▸ **Selected excerpt**:
------------------------------
I am curious why the following concatenation is not working the way I thought it would.

Code (Text):
B = [0 5 1; 2 4 3]

B =

0     5     1
2     4     3
Code (Text):
B([1 2], [1 3])

ans =

0     1
2     3
I don't really understand what this command is extracting from the matrix and how it is arranging it. It looks like B([1 2]) gets the 1st and 2nd element of B, but then the [1 3] part is not the 1st and 3rd element.

2. Jul 22, 2014

### AlephZero

The notation means B (a list of rows , a list of columns).
------------------------------
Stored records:
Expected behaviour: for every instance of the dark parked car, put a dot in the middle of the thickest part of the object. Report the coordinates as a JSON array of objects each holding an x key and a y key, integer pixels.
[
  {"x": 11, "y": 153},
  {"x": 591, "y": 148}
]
------------------------------
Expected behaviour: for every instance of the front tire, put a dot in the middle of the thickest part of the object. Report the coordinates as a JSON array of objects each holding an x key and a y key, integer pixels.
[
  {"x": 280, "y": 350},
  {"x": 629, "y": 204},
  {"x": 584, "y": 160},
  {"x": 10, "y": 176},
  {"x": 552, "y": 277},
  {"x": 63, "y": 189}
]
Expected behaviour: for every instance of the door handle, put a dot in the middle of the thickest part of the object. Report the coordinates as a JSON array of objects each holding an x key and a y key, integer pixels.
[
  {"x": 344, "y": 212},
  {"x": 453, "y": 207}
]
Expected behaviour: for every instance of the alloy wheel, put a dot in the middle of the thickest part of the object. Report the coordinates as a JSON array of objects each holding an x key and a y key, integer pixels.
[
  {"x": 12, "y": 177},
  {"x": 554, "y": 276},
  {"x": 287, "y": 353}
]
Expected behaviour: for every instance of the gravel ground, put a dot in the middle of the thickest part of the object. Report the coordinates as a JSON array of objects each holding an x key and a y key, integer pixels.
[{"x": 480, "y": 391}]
------------------------------
▸ **Written task A**: In the matrix indexing excerpt, what does the notation B(..., ...) mean?
▸ **Written task B**: Locate every line of the stored records that contains the string "door", and copy each such line in full. Case counts.

▸ **Correct result A**: It means B (a list of rows, a list of columns).

▸ **Correct result B**:
Expected behaviour: for every instance of the door handle, put a dot in the middle of the thickest part of the object. Report the coordinates as a JSON array of objects each holding an x key and a y key, integer pixels.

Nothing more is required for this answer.